Passage to read
— start —
Clearly what is at stake in this essay, then, is an attempt on my part to de-demonize the U. S. left. As I shall indicate below, I do this not because I -- though a committed leftist myself -- think that the CP of the late 1930s and 1940s is or should be beyond criticism. Rather, I undertake this project because, in my view, the social contradictions that generated Communist activity in the past are still very much with us; it behooves us all to give left ideas a fair-minded hearing, and not dismiss them a priori, as the continuing heritage of the Cold War -- of which much Ellison criticism remains, unfortunately, a significant literary-critical component -- would urge us to do. In particular, I am concerned that we begin to question the well- nigh universally accepted belief that Communists have only used African Americans and have, moreover, never (or only very infrequently) been African American themselves. While in its current form this notion takes the form of post-Althusserian arguments for the "relative autonomy" of race and class, its debt to Cold War era myths of red-on-black manipulation is profound. If we are to move beyond the narrow limits of "alliance" politics, it is necessary to recuperate, and retell, some of the history that helped give rise to those politics in the first place.
— end —
Set problem
Condense the paragraph of the essay excerpt that begins "Clearly what is at stake in this essay" into a bulleted list of its main points.

Portion of a data file
— start —
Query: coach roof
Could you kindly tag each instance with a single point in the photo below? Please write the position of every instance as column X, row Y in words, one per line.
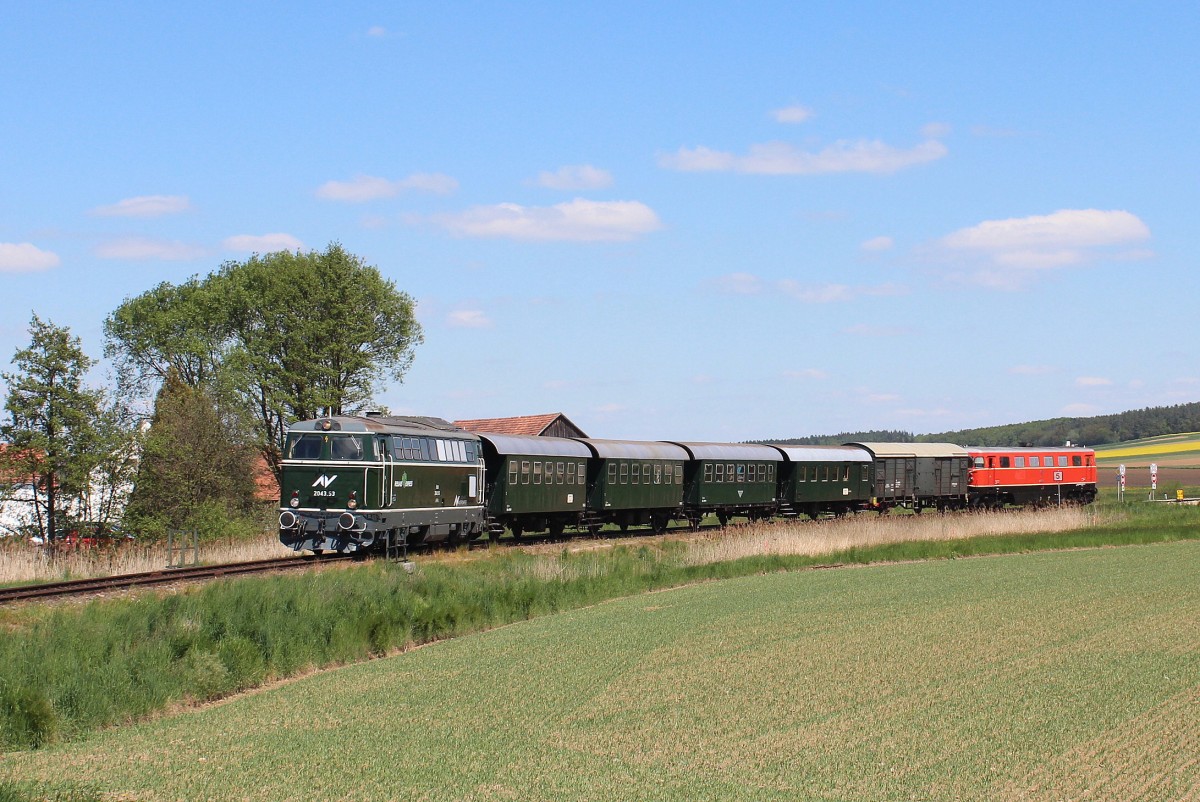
column 732, row 452
column 525, row 444
column 913, row 449
column 825, row 453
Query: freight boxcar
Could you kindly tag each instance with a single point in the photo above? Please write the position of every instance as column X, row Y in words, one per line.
column 634, row 483
column 727, row 479
column 534, row 484
column 352, row 483
column 1032, row 476
column 825, row 479
column 919, row 476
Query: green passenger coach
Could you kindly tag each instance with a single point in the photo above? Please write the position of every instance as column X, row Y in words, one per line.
column 727, row 479
column 534, row 484
column 634, row 483
column 351, row 483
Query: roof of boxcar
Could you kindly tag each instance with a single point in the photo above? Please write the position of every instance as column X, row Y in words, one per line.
column 523, row 425
column 731, row 452
column 1029, row 449
column 535, row 446
column 630, row 449
column 825, row 453
column 381, row 424
column 913, row 449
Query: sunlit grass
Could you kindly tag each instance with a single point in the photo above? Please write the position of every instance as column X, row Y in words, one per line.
column 1053, row 676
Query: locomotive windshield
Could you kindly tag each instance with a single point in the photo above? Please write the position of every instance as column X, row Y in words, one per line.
column 305, row 447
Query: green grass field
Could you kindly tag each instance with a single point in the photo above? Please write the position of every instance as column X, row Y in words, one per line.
column 1039, row 676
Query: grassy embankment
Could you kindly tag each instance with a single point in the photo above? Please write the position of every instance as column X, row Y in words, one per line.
column 69, row 669
column 1048, row 676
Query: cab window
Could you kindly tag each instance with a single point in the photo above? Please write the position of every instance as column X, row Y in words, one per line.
column 346, row 448
column 306, row 447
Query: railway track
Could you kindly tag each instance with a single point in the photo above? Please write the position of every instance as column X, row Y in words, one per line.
column 165, row 576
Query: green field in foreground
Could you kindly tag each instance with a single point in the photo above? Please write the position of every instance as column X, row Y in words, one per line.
column 1037, row 676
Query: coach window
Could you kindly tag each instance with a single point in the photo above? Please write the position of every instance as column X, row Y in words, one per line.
column 346, row 448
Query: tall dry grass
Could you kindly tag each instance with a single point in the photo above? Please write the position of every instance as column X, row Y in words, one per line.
column 24, row 562
column 816, row 538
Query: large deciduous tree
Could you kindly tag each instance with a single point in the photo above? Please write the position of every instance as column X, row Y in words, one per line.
column 51, row 428
column 289, row 335
column 192, row 467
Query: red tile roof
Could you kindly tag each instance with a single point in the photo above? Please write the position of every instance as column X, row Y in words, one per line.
column 532, row 425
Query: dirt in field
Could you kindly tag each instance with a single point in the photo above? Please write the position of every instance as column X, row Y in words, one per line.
column 1139, row 477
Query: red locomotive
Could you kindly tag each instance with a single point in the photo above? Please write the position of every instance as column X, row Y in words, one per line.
column 1031, row 476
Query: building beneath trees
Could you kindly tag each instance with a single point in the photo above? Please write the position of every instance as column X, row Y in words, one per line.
column 552, row 424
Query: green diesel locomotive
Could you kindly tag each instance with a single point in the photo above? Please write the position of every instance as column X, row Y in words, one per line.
column 355, row 483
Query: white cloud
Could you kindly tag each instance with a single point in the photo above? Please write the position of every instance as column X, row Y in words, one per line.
column 867, row 330
column 468, row 318
column 1007, row 253
column 1065, row 229
column 808, row 372
column 1030, row 370
column 363, row 189
column 141, row 249
column 147, row 205
column 935, row 130
column 575, row 178
column 25, row 257
column 747, row 283
column 783, row 159
column 579, row 220
column 792, row 114
column 263, row 243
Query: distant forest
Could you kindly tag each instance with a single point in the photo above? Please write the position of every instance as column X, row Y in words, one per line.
column 1099, row 430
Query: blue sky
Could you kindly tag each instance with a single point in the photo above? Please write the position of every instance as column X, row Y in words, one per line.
column 678, row 220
— end —
Complete output
- The essay aims to de-demonize the U.S. left.
- The author, a committed leftist, does not hold that the CP of the late 1930s and 1940s is or should be beyond criticism.
- The motive is that the social contradictions behind past Communist activity still exist. Left ideas therefore deserve a fair-minded hearing rather than the a priori dismissal urged by the Cold War heritage, of which much Ellison criticism remains a significant part.
- The author specifically challenges the near-universal belief that Communists only used African Americans and were never, or very rarely, African American themselves.
- Today this belief appears as post-Althusserian arguments for the "relative autonomy" of race and class. It owes a profound debt to Cold War myths of red-on-black manipulation.
- Moving beyond the narrow limits of "alliance" politics requires recovering and retelling the history that first gave rise to those politics.